- EXERCISE OBJECTIVE
Render these lines as a Markdown table with two columns, Row and Line, numbering each row and skipping blank lines. Leave the pictures out of the table.
** start ROWS **
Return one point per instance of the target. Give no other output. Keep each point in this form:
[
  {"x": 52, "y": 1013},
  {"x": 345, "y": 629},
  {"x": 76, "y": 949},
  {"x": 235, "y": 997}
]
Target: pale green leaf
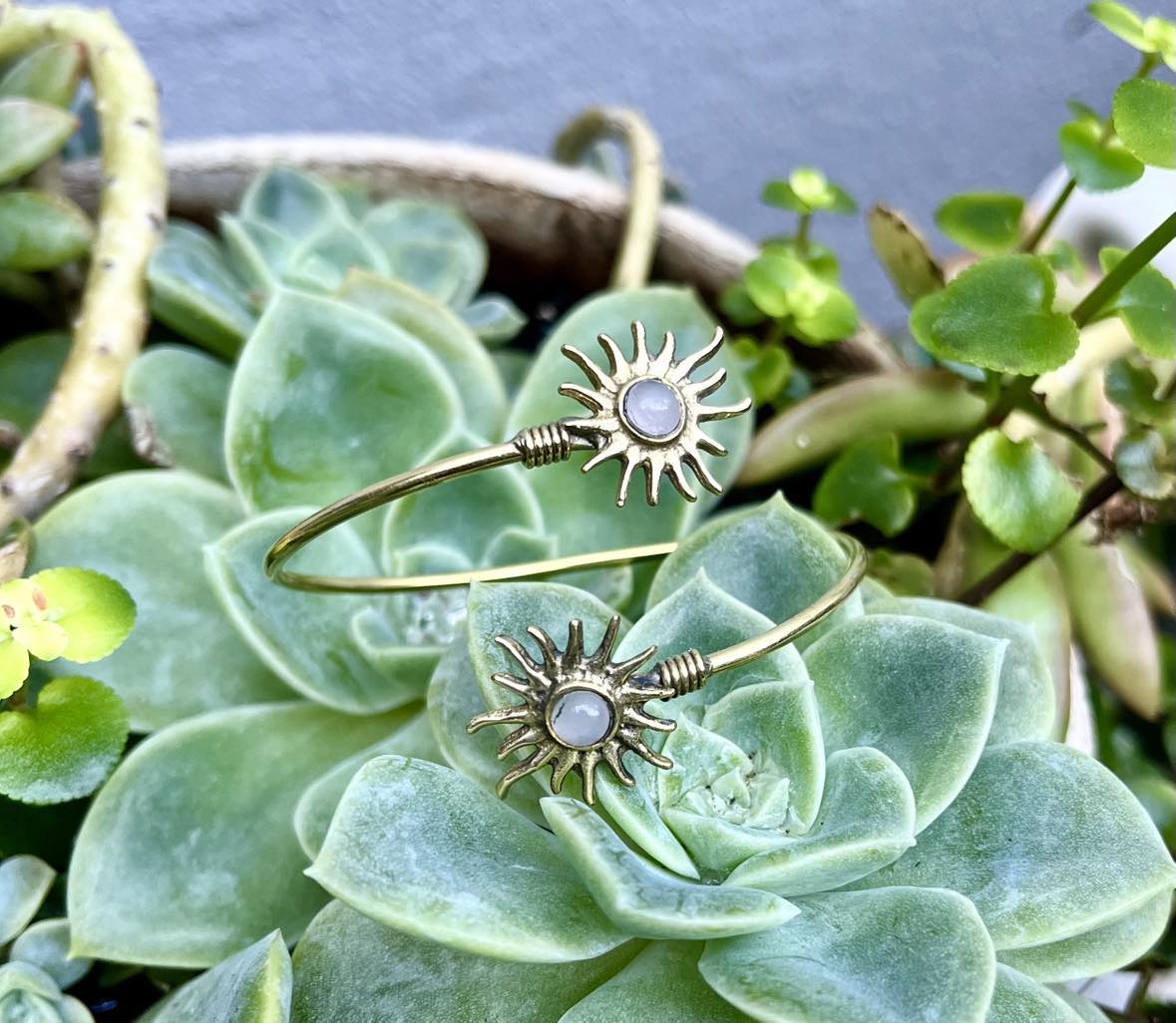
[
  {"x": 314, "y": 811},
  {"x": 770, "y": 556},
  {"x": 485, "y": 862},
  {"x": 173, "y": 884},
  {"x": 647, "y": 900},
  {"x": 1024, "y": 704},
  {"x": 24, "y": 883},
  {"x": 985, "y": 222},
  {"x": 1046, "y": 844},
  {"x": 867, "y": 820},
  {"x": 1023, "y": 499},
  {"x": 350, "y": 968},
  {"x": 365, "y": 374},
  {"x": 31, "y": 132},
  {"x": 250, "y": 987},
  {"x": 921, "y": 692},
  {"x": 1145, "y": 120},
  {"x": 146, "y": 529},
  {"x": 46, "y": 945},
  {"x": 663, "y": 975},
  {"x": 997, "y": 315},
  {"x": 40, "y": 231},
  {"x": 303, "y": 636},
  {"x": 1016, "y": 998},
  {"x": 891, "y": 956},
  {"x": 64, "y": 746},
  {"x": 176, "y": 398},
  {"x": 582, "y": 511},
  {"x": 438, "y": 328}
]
** end ROWS **
- SOLUTION FOR THIS TASK
| Row | Line |
|---|---|
| 1 | Return one point per instance of the target. Give no other output. Keep each point in this form: |
| 2 | [ |
| 3 |   {"x": 52, "y": 1013}, |
| 4 |   {"x": 345, "y": 629}, |
| 5 |   {"x": 76, "y": 949}, |
| 6 |   {"x": 235, "y": 997} |
| 7 | ] |
| 8 | Target: pale green leaf |
| 9 | [ |
| 10 |   {"x": 314, "y": 811}, |
| 11 |   {"x": 770, "y": 556}, |
| 12 |   {"x": 485, "y": 862}, |
| 13 |   {"x": 173, "y": 884}, |
| 14 |   {"x": 647, "y": 900}, |
| 15 |   {"x": 1024, "y": 704}, |
| 16 |   {"x": 24, "y": 883}, |
| 17 |   {"x": 985, "y": 222}, |
| 18 |   {"x": 1046, "y": 844}, |
| 19 |   {"x": 867, "y": 820}, |
| 20 |   {"x": 1023, "y": 499}, |
| 21 |   {"x": 350, "y": 968}, |
| 22 |   {"x": 365, "y": 374}, |
| 23 |   {"x": 31, "y": 132}, |
| 24 |   {"x": 250, "y": 987}, |
| 25 |   {"x": 921, "y": 692}, |
| 26 |   {"x": 1145, "y": 120}, |
| 27 |   {"x": 146, "y": 529}, |
| 28 |   {"x": 46, "y": 945}, |
| 29 |   {"x": 663, "y": 975}, |
| 30 |   {"x": 997, "y": 315}, |
| 31 |   {"x": 40, "y": 231}, |
| 32 |   {"x": 303, "y": 636}, |
| 33 |   {"x": 1016, "y": 998}, |
| 34 |   {"x": 891, "y": 956}, |
| 35 |   {"x": 64, "y": 746}, |
| 36 |   {"x": 176, "y": 398}, |
| 37 |   {"x": 582, "y": 511}, |
| 38 |   {"x": 438, "y": 328} |
| 39 | ] |